------ Data records

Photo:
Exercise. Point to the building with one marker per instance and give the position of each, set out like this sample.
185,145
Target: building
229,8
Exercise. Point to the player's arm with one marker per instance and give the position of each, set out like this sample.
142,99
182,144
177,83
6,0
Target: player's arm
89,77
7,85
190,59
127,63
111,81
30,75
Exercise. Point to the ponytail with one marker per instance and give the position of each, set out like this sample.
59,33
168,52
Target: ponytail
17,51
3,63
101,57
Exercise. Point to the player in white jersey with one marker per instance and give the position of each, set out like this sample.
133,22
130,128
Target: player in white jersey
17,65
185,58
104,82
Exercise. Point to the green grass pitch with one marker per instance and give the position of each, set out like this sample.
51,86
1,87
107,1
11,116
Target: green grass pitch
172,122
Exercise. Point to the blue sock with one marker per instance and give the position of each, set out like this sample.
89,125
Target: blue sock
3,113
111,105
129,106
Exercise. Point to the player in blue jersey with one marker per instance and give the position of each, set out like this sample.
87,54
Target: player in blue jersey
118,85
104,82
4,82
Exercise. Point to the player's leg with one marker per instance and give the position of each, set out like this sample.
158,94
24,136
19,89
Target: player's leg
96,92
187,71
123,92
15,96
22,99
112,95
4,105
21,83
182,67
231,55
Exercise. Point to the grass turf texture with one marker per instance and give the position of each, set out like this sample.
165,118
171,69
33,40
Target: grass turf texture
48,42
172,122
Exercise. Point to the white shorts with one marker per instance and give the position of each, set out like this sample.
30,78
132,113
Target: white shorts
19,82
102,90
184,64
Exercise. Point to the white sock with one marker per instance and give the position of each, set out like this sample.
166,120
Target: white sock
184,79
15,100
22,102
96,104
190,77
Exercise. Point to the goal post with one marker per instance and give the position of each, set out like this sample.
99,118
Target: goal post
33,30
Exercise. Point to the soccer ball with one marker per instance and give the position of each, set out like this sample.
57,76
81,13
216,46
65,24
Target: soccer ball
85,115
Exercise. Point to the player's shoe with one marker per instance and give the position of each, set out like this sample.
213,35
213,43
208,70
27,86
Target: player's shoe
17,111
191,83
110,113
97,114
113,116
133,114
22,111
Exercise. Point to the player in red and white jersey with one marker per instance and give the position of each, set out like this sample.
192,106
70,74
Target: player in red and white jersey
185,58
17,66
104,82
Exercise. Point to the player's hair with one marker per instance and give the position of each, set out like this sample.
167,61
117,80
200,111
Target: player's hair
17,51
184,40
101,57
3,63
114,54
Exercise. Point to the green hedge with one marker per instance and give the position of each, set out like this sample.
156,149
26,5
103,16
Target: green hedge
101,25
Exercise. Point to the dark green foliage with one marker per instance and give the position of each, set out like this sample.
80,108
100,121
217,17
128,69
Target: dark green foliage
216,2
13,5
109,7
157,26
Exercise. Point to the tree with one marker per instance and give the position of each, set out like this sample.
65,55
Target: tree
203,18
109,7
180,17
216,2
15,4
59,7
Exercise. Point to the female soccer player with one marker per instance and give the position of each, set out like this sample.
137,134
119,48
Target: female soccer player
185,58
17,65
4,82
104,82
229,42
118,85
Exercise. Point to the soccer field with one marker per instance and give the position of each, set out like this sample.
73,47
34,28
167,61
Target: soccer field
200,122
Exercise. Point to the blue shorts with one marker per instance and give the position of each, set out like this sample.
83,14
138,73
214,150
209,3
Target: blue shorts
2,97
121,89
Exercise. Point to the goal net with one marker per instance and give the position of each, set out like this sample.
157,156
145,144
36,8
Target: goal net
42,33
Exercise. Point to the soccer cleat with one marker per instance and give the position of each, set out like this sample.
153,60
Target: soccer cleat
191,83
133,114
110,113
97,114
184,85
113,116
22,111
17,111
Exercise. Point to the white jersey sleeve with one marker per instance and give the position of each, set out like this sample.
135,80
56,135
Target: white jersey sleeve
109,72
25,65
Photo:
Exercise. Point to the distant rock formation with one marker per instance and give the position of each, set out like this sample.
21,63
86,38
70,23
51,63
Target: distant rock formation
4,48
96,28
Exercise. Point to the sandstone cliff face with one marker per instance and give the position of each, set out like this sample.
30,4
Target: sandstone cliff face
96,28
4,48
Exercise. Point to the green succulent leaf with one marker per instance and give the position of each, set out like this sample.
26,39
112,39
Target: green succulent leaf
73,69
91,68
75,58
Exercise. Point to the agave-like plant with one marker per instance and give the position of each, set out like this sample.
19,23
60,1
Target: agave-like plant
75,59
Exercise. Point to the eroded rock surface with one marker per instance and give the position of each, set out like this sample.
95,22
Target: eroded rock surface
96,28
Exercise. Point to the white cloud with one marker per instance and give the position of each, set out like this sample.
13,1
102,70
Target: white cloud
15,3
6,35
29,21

------------

→ Required work: Return the material exactly. Leave out no line.

→ Your response:
Photo:
Exercise. Point to the building with one marker per instance and give the position of each, set out like this sample.
185,145
Target: building
229,8
Exercise. Point to the player's arm with one marker per instance and give the position of each, set out like this sample.
142,99
182,144
177,83
6,0
Target: player's arm
89,77
7,85
190,59
127,63
111,81
30,75
Exercise. Point to the ponytail with one marker per instance and give the position of each, set out like this sample.
59,33
168,52
Target: ponytail
17,51
3,63
101,57
Exercise. Point to the player in white jersey with one marker per instance and give the position of each, set out like this sample.
133,22
130,128
Target: player in white jersey
17,65
185,58
104,82
Exercise. Point to the green grass pitch with one marker per instance and give the position of each, set out like this sample.
51,86
1,87
107,1
11,116
Target: green grass pitch
172,122
Exercise. Point to the blue sock with one marker per instance and give the position of each, set out like this sample.
89,125
Target: blue sock
3,113
111,105
129,106
Exercise. Point to the player in blue jersey with one marker per instance and give the position of each, set out like this sample.
87,54
Target: player in blue jersey
118,85
104,82
4,82
Exercise. Point to the player's leg with one marker per instance and give the position of each, set out like this sample.
158,94
24,136
19,89
Target: player's leg
96,92
187,71
123,92
15,96
22,99
112,95
4,105
21,83
182,67
231,55
Exercise. Point to the grass turf texture with one marker per instance and give the position of each, set out like this sample.
165,118
171,69
33,40
Target: grass turf texture
48,42
172,122
Exercise. Point to the white shorts with one marker per instance and give the position of each, set out like this sample.
30,78
132,113
Target: white shorts
19,82
102,90
184,64
Exercise. Point to the white sock with one marker per instance and give the position of each, set out like this sample.
166,120
Target: white sock
184,79
15,100
22,102
96,104
190,77
Exercise. Point to the goal post with one marker per instance and give the position of each, set out like this sample.
99,118
Target: goal post
33,30
Exercise. Point to the soccer ball with one marker per instance and give the position of each, set out like this sample.
57,76
81,13
216,46
65,24
Target: soccer ball
85,115
Exercise. Point to the player's shoe with one marker per instance and give the position of each, set out like this sample.
213,35
213,43
208,70
27,86
Target: player's shoe
17,111
191,83
110,113
97,114
113,116
133,114
22,111
Exercise. Point to the player in red and white jersey with one marker per instance and give the position of each, set out like this sample.
192,106
70,74
Target: player in red and white jersey
185,58
17,66
104,82
Exercise. Point to the player's hair with one marker per instance and give the position of each, set out like this sample.
167,61
117,80
200,111
Target: player's hair
17,51
184,40
101,57
3,63
114,54
Exercise. Point to the green hedge with one marker per instance and give the position of each, set out like this sample.
156,149
26,5
103,16
Target: green hedge
101,25
Exercise. Point to the dark green foliage with one marker per instance and give the position of each, set out like this sample.
80,108
100,121
217,17
128,69
Target: dark green foliage
216,2
13,5
109,7
157,26
Exercise. Point to the tree with one marker per instance and give the position of each, set out like this sample.
65,55
Target: tree
203,18
109,7
180,17
216,2
15,4
59,7
Exercise. Point to the female soccer player with one marker per instance and give the position of each, set out like this sample.
137,134
119,48
Target: female soccer player
185,58
17,65
4,82
104,82
229,42
118,85
Exercise. Point to the soccer field with one marker per instance and give the position of each, set out like this sample.
73,47
34,28
167,61
Target: soccer field
200,122
Exercise. Point to the blue shorts with one marker per instance and give the position of each, set out like this sample.
83,14
138,73
214,150
209,3
Target: blue shorts
2,97
121,89
Exercise. Point to the goal net with one marker per instance and give the position of each, set out like this sample.
157,156
145,144
36,8
Target: goal net
42,33
Exercise. Point to the soccer cleat with one marker per instance and give the position of each, set out like this sample.
153,60
Target: soccer cleat
191,83
133,114
110,113
97,114
184,85
113,116
22,111
17,111
Exercise. Point to the white jersey sleeve with one marker per instance and give the position of each, set out like this sample.
135,80
56,135
Target: white jersey sleeve
109,72
25,65
Photo:
Exercise. Point to the distant rock formation with one marker per instance and give the position of each, set out like this sample.
21,63
86,38
70,23
51,63
Target: distant rock formation
4,48
96,28
Exercise. Point to the sandstone cliff face with one marker per instance and give the position of each, set out like this sample.
30,4
Target: sandstone cliff face
96,28
4,48
Exercise. Point to the green succulent leaf with one marker per instance and give the position of each, set out like this sample.
26,39
112,39
Target: green succulent leaf
73,69
91,68
75,58
Exercise. Point to the agave-like plant with one marker per instance and give the position of each, set out like this sample.
19,23
60,1
Target: agave-like plant
75,59
Exercise. Point to the eroded rock surface with one marker per instance and give the position of each, set out like this sample.
95,22
Target: eroded rock surface
96,28
Exercise. Point to the white cloud with one marker per instance and give the position of each, set out like this sample.
13,1
102,70
Target: white cloud
15,3
6,35
29,21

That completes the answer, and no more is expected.